╭─ Document excerpt
Expanding to a Text → Image → Video pipeline
Now stretch the graph. Double-click further to the right and add a Videonode from the picker. Drag from the Image node's output to the Video node's input — the connection lights up pink (image-to-video flows through the image data type into a node that consumes it).
Hit Run again. The Text Input's value pipes into the Image node, which renders a still, which feeds into the Video node, which animates it. Three steps, one click.
Useful patterns from here
- Enhance Prompt — drop between a Text Input and a generation node to have the model polish a rough prompt before rendering. Cheap and consistently lifts quality.
- Talking Actor — takes a character input (image) and a script input (text). Wire an Upload node into its character socket and a Text Input into its script socket.
- Multiple downstreams — one Image node can feed two Video nodes with different durations or models. The canvas branches happily.
Keyboard and canvas tricks
- Right-clickopens the node picker too — useful when you've zoomed in and double-click feels awkward.
- Delete removes the selected node or edge.
- Pan with click-drag on empty space; zoom with the scroll wheel or the bottom controls.
What next
Workflows save continuously — the saved-at timestamp at the top tells you when. To organise the outputs your workflows produce, head to Organising work into projects. To see every clip you've ever made, jump to The gallery and downloads.
Frequently asked questions
How do I connect two nodes on the workflow canvas?
╰─
╭─ Entries
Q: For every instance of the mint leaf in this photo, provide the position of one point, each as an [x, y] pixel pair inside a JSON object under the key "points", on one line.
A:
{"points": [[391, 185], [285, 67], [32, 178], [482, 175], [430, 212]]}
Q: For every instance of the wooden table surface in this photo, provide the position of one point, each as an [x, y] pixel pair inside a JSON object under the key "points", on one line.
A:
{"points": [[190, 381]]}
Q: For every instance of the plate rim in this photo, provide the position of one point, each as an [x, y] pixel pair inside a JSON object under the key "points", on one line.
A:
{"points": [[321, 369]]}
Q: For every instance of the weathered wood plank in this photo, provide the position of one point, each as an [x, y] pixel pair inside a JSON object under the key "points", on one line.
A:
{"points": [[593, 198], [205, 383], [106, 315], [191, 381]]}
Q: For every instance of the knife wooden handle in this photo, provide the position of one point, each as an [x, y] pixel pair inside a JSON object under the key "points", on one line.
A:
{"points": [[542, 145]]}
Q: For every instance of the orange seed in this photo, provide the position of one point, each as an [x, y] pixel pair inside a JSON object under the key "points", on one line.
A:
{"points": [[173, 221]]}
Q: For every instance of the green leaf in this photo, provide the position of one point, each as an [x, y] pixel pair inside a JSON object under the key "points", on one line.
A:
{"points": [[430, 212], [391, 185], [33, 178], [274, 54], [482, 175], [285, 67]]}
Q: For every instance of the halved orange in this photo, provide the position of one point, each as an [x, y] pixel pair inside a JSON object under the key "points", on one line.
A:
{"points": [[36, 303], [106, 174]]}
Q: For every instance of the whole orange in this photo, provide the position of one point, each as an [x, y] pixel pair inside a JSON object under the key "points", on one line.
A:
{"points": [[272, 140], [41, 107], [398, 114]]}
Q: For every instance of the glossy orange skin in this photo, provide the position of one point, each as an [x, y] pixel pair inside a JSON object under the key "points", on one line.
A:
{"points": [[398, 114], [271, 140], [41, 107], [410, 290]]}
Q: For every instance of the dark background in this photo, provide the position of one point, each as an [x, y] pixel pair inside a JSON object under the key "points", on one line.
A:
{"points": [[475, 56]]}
╰─
=== Stated problem 1 ===
Answer these from the workflow canvas guide, one line each:
(a) What color does the connection turn when you drag from the Image node's output to the Video node's input?
(b) What two inputs does the Talking Actor take?
(c) Which key removes the selected node or edge?
=== Stated problem 2 ===
Name every pattern listed under "Useful patterns from here" in the workflow canvas guide.
=== Stated problem 3 ===
Repeat the workflow canvas guide word for word, from "Hit Run again." up to and including "node or edge.".

=== Correct answer 1 ===
(a) Pink.
(b) A character input (image) and a script input (text).
(c) Delete.

=== Correct answer 2 ===
- Enhance Prompt
- Talking Actor
- Multiple downstreams

=== Correct answer 3 ===
Hit Run again. The Text Input's value pipes into the Image node, which renders a still, which feeds into the Video node, which animates it. Three steps, one click.
Useful patterns from here
- Enhance Prompt — drop between a Text Input and a generation node to have the model polish a rough prompt before rendering. Cheap and consistently lifts quality.
- Talking Actor — takes a character input (image) and a script input (text). Wire an Upload node into its character socket and a Text Input into its script socket.
- Multiple downstreams — one Image node can feed two Video nodes with different durations or models. The canvas branches happily.
Keyboard and canvas tricks
- Right-clickopens the node picker too — useful when you've zoomed in and double-click feels awkward.
- Delete removes the selected node or edge.